§ Stated task 1:
List every item the writer looks forward to styling the blouse with in the sewing and styling blog text, as the fall temperatures drop.

§ Text shown:
************
Experimenting with Stitching and Basics

It’s that time of year when I am ready to wear long sleeves but the weather isn’t so convinced. This blouse is a project I made at the end of March 2024-early April 2024, that I completed and put into my closet to wear later. I was excited as soon as it began to cool off for the chance to style this piece! All summer long I’ve worn its sister piece, my denim houndstooth skirt that can also be worn as a dress that was absolutely lovely material to wear. It’s so breathable and has a bit more visual interest than the usual chambray, something I look for. This fabric is from Mood Fabrics, it looks like they no longer carry it which is a shame because I have two pieces from this cut of fabric, and I want to make more.

This piece is special to me because I did something a little different with the collar, I stitched in white the lines of a blazer lapel and lines of a jacket crossing over, for a bit of a formal feel. I originally wanted to make this fabric into a jacket but ran out of material, and I think it worked out for the best. I want to play with this stitching a bit more. It resembles a tailor’s chalk marking to me and I like that.

As the fall progresses and the temperatures continue to drop I’m looking forward to styling this piece with pants, vests, dresses, skirts, boots, scarves, etc. Styling this piece with new color combos excites me. I’ve only paired it with this brown and blue combo so far, which sparks my interest the most. I’d like to try this stitching application on trousers and dresses too with a solid fabric or maybe another pattern.

Do you like contrast stitching? Do you like clothing with a bit of whimsy like this faux blazer collar? Are you a fan of patterns? I like how different we all are and how tastes and preferences make this fashion thing, full of endless creativity. Thank you, dear reader, for stopping by. I hope we meet again soon. ❤

Styling My Wardrobe: Late Fall 2023 Edition

These outfits are a mix of handmade pieces and things I’ve picked up. Where I live it was a chilly fall, complete with snow and blustery, rainy days which is fine by me because I love cozy clothing. The weather provided the chance to get more wear out of my sweaters and knit accessories before winter even began!

Fall and Winter are my preferred seasons to build an outfit in simply for the textures, silhouettes, and possibilities. I like patterns, obviously. But I like pattern with darker colors which is not the best for those hot summer days when a lighter color is best. It’s been fun to build a wardrobe with a color palette this year. I’ve paid more attention to my silhouettes, particularly when it came to adding pants to my closet. I prefer options – baggy, flared, tailored, skinny, athleisure, etc. Give them all to me so I can play around with a new look.
************
§ Task inputs:
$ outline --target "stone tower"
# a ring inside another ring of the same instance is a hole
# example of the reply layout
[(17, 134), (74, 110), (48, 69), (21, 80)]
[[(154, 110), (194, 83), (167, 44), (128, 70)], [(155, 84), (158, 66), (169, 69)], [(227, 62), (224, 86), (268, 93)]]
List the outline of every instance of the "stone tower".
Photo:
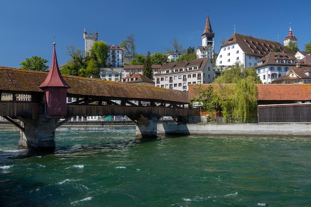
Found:
[(83, 38), (84, 39), (84, 52), (85, 55), (92, 49), (94, 43), (97, 41), (98, 34), (98, 33), (97, 30), (95, 31), (94, 34), (87, 34), (84, 28), (84, 31), (83, 32)]
[(206, 23), (205, 23), (205, 28), (204, 31), (202, 35), (202, 46), (206, 48), (207, 52), (209, 54), (209, 57), (213, 57), (214, 51), (214, 39), (215, 33), (212, 29), (211, 23), (210, 22), (210, 18), (208, 14), (206, 17)]
[(297, 44), (297, 40), (298, 39), (293, 35), (293, 31), (292, 31), (292, 25), (290, 24), (290, 30), (288, 33), (288, 35), (285, 37), (284, 41), (284, 46), (288, 45), (291, 42), (293, 42), (294, 43)]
************
§ Stated task 2:
Copy the part of the records that opens with their first line and closes with the line containing "14), (206, 17)]", both included, without the pictures.

§ Worked solution 1:
pants, vests, dresses, skirts, boots, scarves

§ Worked solution 2:
$ outline --target "stone tower"
# a ring inside another ring of the same instance is a hole
# example of the reply layout
[(17, 134), (74, 110), (48, 69), (21, 80)]
[[(154, 110), (194, 83), (167, 44), (128, 70)], [(155, 84), (158, 66), (169, 69)], [(227, 62), (224, 86), (268, 93)]]
List the outline of every instance of the "stone tower".
Photo:
Found:
[(83, 38), (84, 39), (84, 52), (85, 55), (92, 49), (94, 43), (97, 41), (98, 34), (98, 33), (97, 30), (95, 31), (94, 34), (87, 34), (84, 28), (84, 31), (83, 32)]
[(206, 23), (205, 23), (205, 28), (204, 31), (202, 35), (202, 46), (206, 48), (207, 52), (209, 54), (209, 57), (213, 57), (214, 51), (214, 39), (215, 33), (212, 29), (211, 23), (210, 22), (210, 18), (208, 14), (206, 17)]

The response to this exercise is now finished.